[Location identification entries]
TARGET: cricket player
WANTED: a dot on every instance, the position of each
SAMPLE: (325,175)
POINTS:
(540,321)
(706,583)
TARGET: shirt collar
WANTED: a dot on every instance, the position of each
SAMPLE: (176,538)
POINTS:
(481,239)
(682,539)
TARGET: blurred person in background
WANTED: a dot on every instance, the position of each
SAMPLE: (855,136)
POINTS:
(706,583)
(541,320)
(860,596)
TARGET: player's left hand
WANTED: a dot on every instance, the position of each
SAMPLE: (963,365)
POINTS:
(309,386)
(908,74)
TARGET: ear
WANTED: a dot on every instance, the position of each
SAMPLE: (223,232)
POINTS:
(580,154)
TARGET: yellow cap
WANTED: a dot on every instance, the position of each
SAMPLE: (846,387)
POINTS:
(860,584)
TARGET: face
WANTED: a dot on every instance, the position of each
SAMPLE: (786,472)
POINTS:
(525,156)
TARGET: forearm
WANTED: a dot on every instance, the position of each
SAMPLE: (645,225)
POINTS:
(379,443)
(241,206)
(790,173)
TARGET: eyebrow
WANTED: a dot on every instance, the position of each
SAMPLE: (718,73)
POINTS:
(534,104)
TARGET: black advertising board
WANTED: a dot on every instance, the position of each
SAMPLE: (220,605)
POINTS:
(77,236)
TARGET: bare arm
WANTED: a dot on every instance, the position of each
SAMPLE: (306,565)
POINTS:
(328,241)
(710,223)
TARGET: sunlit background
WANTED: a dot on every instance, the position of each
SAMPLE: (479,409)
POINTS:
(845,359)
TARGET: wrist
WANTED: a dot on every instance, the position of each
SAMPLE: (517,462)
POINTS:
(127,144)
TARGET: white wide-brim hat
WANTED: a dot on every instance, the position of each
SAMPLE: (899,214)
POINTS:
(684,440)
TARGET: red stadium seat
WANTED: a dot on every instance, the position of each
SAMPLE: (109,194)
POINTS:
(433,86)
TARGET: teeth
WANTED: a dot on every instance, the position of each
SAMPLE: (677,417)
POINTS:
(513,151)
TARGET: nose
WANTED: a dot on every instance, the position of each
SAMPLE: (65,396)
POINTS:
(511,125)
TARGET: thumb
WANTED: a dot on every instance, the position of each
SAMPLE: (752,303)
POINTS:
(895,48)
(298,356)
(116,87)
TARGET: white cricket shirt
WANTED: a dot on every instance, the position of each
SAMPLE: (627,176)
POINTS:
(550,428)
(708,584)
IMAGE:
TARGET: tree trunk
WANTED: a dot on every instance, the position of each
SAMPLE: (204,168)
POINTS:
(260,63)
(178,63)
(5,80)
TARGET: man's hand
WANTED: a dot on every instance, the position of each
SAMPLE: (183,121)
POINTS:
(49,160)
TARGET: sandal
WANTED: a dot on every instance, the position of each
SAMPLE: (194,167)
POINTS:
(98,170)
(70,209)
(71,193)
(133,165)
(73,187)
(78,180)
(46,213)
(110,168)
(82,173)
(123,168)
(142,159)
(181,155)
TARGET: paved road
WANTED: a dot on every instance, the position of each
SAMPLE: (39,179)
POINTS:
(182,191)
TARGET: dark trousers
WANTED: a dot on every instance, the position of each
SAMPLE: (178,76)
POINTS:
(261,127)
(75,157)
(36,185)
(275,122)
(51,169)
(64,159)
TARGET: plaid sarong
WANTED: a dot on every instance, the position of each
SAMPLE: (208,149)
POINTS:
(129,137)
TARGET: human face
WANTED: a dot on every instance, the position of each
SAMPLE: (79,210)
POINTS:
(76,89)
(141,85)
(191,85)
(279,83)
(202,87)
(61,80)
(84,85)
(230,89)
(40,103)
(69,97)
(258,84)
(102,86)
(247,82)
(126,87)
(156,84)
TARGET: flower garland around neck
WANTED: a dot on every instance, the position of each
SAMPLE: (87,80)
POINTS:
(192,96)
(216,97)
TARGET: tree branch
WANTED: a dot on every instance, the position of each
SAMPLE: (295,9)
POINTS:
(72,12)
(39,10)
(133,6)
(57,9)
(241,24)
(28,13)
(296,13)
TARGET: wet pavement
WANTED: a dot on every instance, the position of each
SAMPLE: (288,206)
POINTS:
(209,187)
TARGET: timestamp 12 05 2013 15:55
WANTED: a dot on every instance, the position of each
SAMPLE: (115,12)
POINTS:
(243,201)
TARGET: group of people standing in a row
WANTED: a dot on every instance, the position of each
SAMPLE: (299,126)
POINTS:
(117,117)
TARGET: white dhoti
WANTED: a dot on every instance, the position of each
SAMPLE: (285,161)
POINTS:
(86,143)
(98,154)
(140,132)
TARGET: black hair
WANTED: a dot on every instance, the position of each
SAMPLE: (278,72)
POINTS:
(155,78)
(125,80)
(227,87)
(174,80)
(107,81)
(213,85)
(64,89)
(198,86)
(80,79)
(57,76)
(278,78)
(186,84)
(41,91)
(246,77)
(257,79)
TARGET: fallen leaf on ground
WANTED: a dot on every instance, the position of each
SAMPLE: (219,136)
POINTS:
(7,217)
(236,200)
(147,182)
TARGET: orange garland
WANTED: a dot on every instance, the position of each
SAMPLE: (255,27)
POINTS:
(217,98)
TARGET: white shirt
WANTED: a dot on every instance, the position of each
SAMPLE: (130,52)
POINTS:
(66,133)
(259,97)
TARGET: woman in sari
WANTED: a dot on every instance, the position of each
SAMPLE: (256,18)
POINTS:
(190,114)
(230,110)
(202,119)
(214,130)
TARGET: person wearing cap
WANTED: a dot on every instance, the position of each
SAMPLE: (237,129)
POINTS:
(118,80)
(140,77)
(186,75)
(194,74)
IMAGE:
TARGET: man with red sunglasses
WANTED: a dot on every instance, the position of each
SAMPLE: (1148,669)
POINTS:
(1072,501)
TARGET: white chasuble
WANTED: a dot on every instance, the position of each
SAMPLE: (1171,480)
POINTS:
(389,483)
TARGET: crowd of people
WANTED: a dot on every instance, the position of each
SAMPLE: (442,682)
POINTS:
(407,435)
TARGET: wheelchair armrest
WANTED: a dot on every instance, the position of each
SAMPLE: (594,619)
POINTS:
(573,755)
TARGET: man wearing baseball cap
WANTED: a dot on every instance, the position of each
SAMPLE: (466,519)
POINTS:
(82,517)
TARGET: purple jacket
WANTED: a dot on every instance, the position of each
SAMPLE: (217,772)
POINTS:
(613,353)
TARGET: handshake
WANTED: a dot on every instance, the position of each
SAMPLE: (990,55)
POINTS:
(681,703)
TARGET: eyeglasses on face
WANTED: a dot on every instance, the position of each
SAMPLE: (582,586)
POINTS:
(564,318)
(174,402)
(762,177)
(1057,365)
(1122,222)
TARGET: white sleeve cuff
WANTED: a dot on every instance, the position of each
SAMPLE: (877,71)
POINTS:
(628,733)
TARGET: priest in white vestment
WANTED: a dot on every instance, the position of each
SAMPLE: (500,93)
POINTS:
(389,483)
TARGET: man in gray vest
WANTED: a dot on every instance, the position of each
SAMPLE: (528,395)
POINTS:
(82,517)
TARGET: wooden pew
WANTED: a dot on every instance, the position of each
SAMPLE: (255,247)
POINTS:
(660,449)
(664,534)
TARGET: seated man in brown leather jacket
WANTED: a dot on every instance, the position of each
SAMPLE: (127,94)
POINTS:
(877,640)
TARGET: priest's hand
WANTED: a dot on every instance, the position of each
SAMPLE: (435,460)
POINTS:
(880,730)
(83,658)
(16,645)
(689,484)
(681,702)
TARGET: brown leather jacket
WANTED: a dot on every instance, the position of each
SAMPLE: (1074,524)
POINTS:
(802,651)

* _STATED TASK_
Show the data once more, exactly as it was written.

* _ANSWER TO THIS EXERCISE_
TARGET: cricket player
WANTED: a dot on every instance, the position of each
SAMPLE: (325,175)
POINTS:
(540,321)
(706,583)
TARGET: shirt collar
WANTED: a dot on every instance, the position of each
SAMPLE: (176,538)
POINTS:
(481,239)
(682,539)
TARGET: blurred person in background
WANTED: a dot on every instance, the position of each
SAMPLE: (855,136)
POINTS:
(706,583)
(541,320)
(860,596)
TARGET: player's left hand
WANTED: a dot on every instance, the position of each
SAMPLE: (963,365)
POINTS:
(309,386)
(908,74)
TARGET: ear
WANTED: a dot on every instance, the position of each
SAMPLE: (223,232)
POINTS:
(580,154)
TARGET: yellow cap
WANTED: a dot on every instance, the position of each
SAMPLE: (846,387)
POINTS:
(860,584)
TARGET: face
WANTED: a dot on every instance, the position of each
SAMPLE: (786,472)
POINTS:
(525,156)
TARGET: forearm
WANTED: a dot on every instance, the position of each
SAMPLE: (645,225)
POINTS:
(379,443)
(241,206)
(790,173)
TARGET: eyebrow
WANTED: a dot on every instance, the position of each
SAMPLE: (718,73)
POINTS:
(534,104)
TARGET: black advertising board
WANTED: a dot on every instance, the position of each
SAMPLE: (220,605)
POINTS:
(77,236)
TARGET: bare arm
WANTED: a dot on every instance, the position of each
SAMPLE: (306,565)
POINTS:
(328,241)
(710,223)
TARGET: sunlit background
WANTED: a dot on every instance, the position of each
SAMPLE: (479,409)
POINTS:
(845,359)
TARGET: wrist
WANTED: a dot on every instance, the position of each
SAMPLE: (517,462)
POINTS:
(127,144)
TARGET: white wide-brim hat
WANTED: a dot on every instance, the position of each
SAMPLE: (899,214)
POINTS:
(684,440)
TARGET: red stadium seat
WANTED: a dot on every instance, the position of each
SAMPLE: (109,194)
POINTS:
(433,86)
TARGET: teeth
WANTED: a dot on every instance, the position of each
SAMPLE: (677,417)
POINTS:
(513,151)
TARGET: nose
WANTED: a dot on every instance, the position of each
SAMPLE: (65,396)
POINTS:
(511,125)
TARGET: thumb
WANTED: a dot on every instance, the position of each
SAMPLE: (752,303)
POINTS:
(895,48)
(298,356)
(116,87)
TARGET: white cricket shirt
WANTED: a dot on every instance, the position of each
SAMPLE: (627,176)
POINTS:
(550,428)
(708,584)
IMAGE:
TARGET: tree trunk
WANTED: a dot on every instance, the position of each
SAMPLE: (204,168)
POINTS:
(260,63)
(178,63)
(5,80)
TARGET: man's hand
WANTED: a dot on every instance, the position of each
SAMPLE: (183,121)
POINTS:
(49,160)
TARGET: sandal
WANTED: a dot on every instance, the position of each
SAMPLE: (194,167)
POINTS:
(98,170)
(70,209)
(71,193)
(133,165)
(73,187)
(78,180)
(46,213)
(110,168)
(82,173)
(123,168)
(142,159)
(181,155)
TARGET: paved road
WANTED: a dot on every instance, the position of each
SAMPLE: (39,179)
POINTS:
(182,191)
TARGET: dark trousers
WANTED: a dot on every instance, the position of each
SAMPLE: (178,76)
POINTS:
(261,127)
(75,157)
(36,185)
(275,122)
(51,169)
(64,159)
TARGET: plaid sarong
WANTED: a dot on every instance, the position of each
SAMPLE: (208,149)
POINTS:
(129,137)
TARGET: human face
WANTED: a dot on every instance, the position of each
SAMPLE: (79,210)
POINTS:
(76,89)
(141,85)
(191,85)
(279,83)
(202,87)
(61,80)
(84,85)
(230,89)
(40,103)
(69,97)
(258,84)
(102,86)
(247,82)
(126,87)
(156,84)
TARGET: flower garland around neck
WANTED: a dot on every instance, the position of each
SAMPLE: (87,80)
POINTS:
(192,96)
(216,97)
TARGET: tree branch
WANTED: a dot on every instance, the position of each
SAMPLE: (295,9)
POINTS:
(72,12)
(39,10)
(133,6)
(57,9)
(241,24)
(28,13)
(296,13)
TARGET: wet pavement
WANTED: a dot on every instance, the position of each
SAMPLE: (288,206)
POINTS:
(209,187)
TARGET: timestamp 12 05 2013 15:55
WANTED: a dot on every instance, the position of each
SAMPLE: (115,12)
POINTS:
(243,201)
TARGET: group of people standing in a row
WANTED: a dot on every instance, the position of each
SAMPLE: (299,126)
POINTS:
(117,117)
TARGET: white dhoti
WANTED: a dot on every instance, the position of each
SAMPLE: (285,161)
POINTS:
(86,143)
(98,154)
(140,132)
TARGET: black hair
WANTED: a dot on every instance, the position of each
SAMPLE: (278,72)
POINTS:
(155,78)
(125,80)
(227,87)
(174,80)
(107,81)
(213,85)
(64,89)
(198,86)
(80,79)
(57,76)
(278,78)
(186,84)
(41,91)
(246,77)
(257,79)
TARGET: fallen leaf on ground
WANTED: a dot on every instance, the position of each
SAMPLE: (219,136)
POINTS:
(7,217)
(236,200)
(147,182)
TARGET: orange garland
WANTED: a dot on every instance, the position of each
SAMPLE: (255,27)
POINTS:
(217,98)
TARGET: white shirt
WANTED: a dot on every instance, the position of each
SAMPLE: (130,52)
POINTS:
(66,133)
(259,97)
TARGET: woman in sari
WANTED: a dot on every instance, the position of each
SAMPLE: (256,18)
POINTS:
(190,114)
(230,110)
(202,119)
(214,130)
TARGET: person wearing cap
WANTED: a dot on every instance, the position of each
SAMPLE: (237,129)
POINTS:
(118,80)
(140,77)
(186,75)
(194,74)
IMAGE:
TARGET: man with red sunglasses
WANTED: a dot on every instance, the position of each
SAMPLE: (1148,669)
POINTS:
(1072,501)
TARGET: white chasuble
WANTED: a dot on every instance, the position of each
SAMPLE: (1171,480)
POINTS:
(389,483)
TARGET: crowd of people
WANTED: a dot on every instance, the position of each
SAMPLE: (442,682)
POINTS:
(407,435)
TARGET: wheelchair armrest
WANTED: a dot on every instance, the position of each
SAMPLE: (594,619)
POINTS:
(573,755)
TARGET: man wearing baseball cap
WANTED: a dot on every instance, the position of each
SAMPLE: (466,519)
POINTS:
(82,517)
TARGET: purple jacket
WANTED: a dot on every instance, the position of each
SAMPLE: (217,772)
POINTS:
(613,353)
TARGET: handshake
WANTED: a dot on every instance, the position of each
SAMPLE: (990,55)
POINTS:
(681,703)
TARGET: eyeglasses on face
WANTED: a dot on every instance, the position of each
SAMPLE: (582,586)
POINTS:
(564,318)
(174,402)
(762,177)
(1057,365)
(1122,222)
TARGET: white sleeve cuff
WANTED: a dot on every instance, the position of each
SAMPLE: (877,71)
POINTS:
(628,733)
TARGET: priest in white vestment
WANTED: a dot on every instance, the position of each
SAMPLE: (500,93)
POINTS:
(389,483)
TARGET: man in gray vest
WANTED: a dot on every instance, the position of each
SAMPLE: (528,395)
POINTS:
(82,517)
TARGET: wooden pew
WANTED: a dot on every instance, the position of each
SAMPLE: (255,247)
POINTS:
(660,449)
(664,534)
TARGET: seated man in brown leather jacket
WANTED: a dot on every instance, the position of each
SAMPLE: (127,94)
POINTS:
(877,640)
TARGET: priest's hand
WANTED: a dot on every instance, the position of each
SAMPLE: (435,460)
POINTS:
(880,730)
(83,658)
(16,645)
(689,484)
(681,702)
TARGET: brown leather jacket
WANTED: a dot on every instance, the position of each
SAMPLE: (1074,524)
POINTS:
(802,651)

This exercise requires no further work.